### GOAL
Render every entry exactly as it appears.

### ENTRIES PROVIDED
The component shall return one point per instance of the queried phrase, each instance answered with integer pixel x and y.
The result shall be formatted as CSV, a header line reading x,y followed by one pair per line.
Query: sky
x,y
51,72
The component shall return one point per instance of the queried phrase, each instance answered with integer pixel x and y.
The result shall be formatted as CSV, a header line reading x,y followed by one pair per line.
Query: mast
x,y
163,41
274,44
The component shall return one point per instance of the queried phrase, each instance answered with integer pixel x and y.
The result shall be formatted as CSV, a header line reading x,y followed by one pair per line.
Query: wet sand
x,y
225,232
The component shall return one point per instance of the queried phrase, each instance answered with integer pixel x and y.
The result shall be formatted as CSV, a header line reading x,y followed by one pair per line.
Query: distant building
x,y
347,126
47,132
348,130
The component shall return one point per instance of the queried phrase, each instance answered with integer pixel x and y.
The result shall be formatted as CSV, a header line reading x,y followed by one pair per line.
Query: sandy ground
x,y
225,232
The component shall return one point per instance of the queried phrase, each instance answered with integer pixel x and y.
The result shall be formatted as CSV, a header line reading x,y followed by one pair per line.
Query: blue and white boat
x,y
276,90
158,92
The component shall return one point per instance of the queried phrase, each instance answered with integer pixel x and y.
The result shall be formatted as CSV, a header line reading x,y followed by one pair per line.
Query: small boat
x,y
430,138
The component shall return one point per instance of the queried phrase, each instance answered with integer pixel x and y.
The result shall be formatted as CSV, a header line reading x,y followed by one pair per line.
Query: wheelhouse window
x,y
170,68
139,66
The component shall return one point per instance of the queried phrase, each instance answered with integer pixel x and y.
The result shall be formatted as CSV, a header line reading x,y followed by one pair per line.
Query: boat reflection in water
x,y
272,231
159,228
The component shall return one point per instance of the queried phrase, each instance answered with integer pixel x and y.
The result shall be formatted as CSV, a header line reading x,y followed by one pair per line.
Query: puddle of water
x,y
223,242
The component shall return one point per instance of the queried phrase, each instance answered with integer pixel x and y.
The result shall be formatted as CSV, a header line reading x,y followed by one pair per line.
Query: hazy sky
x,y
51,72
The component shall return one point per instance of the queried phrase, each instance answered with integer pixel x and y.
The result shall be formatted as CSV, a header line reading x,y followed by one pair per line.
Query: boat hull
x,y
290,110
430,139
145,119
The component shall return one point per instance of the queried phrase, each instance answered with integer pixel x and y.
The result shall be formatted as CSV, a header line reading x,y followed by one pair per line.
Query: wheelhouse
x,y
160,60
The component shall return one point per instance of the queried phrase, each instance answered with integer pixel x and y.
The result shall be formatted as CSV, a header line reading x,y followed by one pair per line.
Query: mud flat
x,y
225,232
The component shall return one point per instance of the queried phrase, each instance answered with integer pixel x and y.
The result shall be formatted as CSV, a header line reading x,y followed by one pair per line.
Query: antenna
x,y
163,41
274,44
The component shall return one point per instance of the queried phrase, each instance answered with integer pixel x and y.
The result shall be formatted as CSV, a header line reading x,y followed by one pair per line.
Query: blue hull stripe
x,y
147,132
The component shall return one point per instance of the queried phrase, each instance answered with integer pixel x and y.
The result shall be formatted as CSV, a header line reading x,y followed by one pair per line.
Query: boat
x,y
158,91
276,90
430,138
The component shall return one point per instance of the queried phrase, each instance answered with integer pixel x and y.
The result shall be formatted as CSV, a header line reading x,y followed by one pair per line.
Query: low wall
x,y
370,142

### REPLY
The component shall return one point per instance of the queried phrase, each instance answered with integer pixel x and y.
The result shall be formatted as CSV, a header line reading x,y followed by one pair per line.
Query: sky
x,y
51,72
The component shall return one point per instance of the queried phrase, each instance answered with integer pixel x and y.
The result shall be formatted as CSV, a header line reading x,y followed by one pair per line.
Query: mast
x,y
163,41
274,44
The component shall return one point per instance of the queried phrase, each instance answered with integer pixel x and y.
The result shall be formatted as CSV, a header line reading x,y followed by one pair per line.
Query: wet sand
x,y
225,232
The component shall return one point per instance of the queried phrase, each instance answered with integer pixel x and y.
The result shall be formatted as CSV, a header line reading x,y followed by one pair per line.
Query: distant building
x,y
347,126
47,132
348,130
The component shall return one point per instance of the queried phrase, each instance answered with integer pixel x and y.
The result shall be formatted as CSV, a header line reading x,y followed by one pair per line.
Query: sandy ground
x,y
225,232
The component shall return one point per instance of the queried phrase, each instance answered with integer pixel x and y.
The result shall be formatted as CSV, a header line reading x,y followed by one pair per line.
Query: blue and white boat
x,y
276,90
158,92
The component shall return one point per instance of the queried phrase, each instance answered with integer pixel x and y.
The result shall be formatted as CSV, a header line reading x,y followed by one pair per line.
Query: small boat
x,y
430,138
The component shall return one point per instance of the queried phrase, each instance answered with integer pixel x and y.
The result shall be formatted as CSV, a header line reading x,y followed by one pair per line.
Query: wheelhouse window
x,y
170,68
139,66
The component shall return one point per instance of the queried phrase, each instance answered with integer pixel x and y.
The result shall be formatted as CSV, a header line reading x,y followed by one pair per line.
Query: boat reflection in water
x,y
272,231
159,228
The component shall return one point per instance of the queried phrase, each instance answered with integer pixel x and y.
The result shall be formatted as CSV, a header line reading x,y followed by one pair per line.
Query: puddle of water
x,y
223,242
The component shall return one point per instance of the queried phrase, each instance answered with integer pixel x and y.
The result shall be formatted as CSV, a header line reading x,y followed by one pair per line.
Query: hazy sky
x,y
51,72
The component shall return one point per instance of the queried phrase, each instance answered with integer pixel x and y.
The result shall be formatted as CSV, a header line reading x,y followed by one pair per line.
Query: boat hull
x,y
290,110
430,139
145,119
The component shall return one point per instance of the queried phrase, each instance answered with integer pixel x and y.
The result shall be formatted as CSV, a header line reading x,y followed by one pair per line.
Query: wheelhouse
x,y
160,60
The component shall return one point per instance of the queried phrase, each instance answered with integer pixel x and y.
The result shall be formatted as CSV, a header line reading x,y followed by one pair per line.
Query: mud flat
x,y
225,232
The component shall return one point per instance of the queried phrase, each instance answered with integer pixel x and y.
The result shall be formatted as CSV, a header line reading x,y followed by one pair per line.
Query: antenna
x,y
163,41
274,44
The component shall return one point per instance of the queried phrase, each instance answered with integer pixel x and y.
The result shall be formatted as CSV, a header line reading x,y followed by one pair per line.
Query: blue hull stripe
x,y
147,132
The component shall return one point per instance of the queried phrase, each instance answered with integer pixel x and y.
The result shall be formatted as CSV, a header line reading x,y followed by one pair per line.
Query: boat
x,y
158,91
276,90
430,138
The component shall return one point per instance of the queried phrase, each instance answered with integer pixel x and y.
The result shall be formatted as CSV, a header line reading x,y followed by one pair per line.
Query: low wall
x,y
370,142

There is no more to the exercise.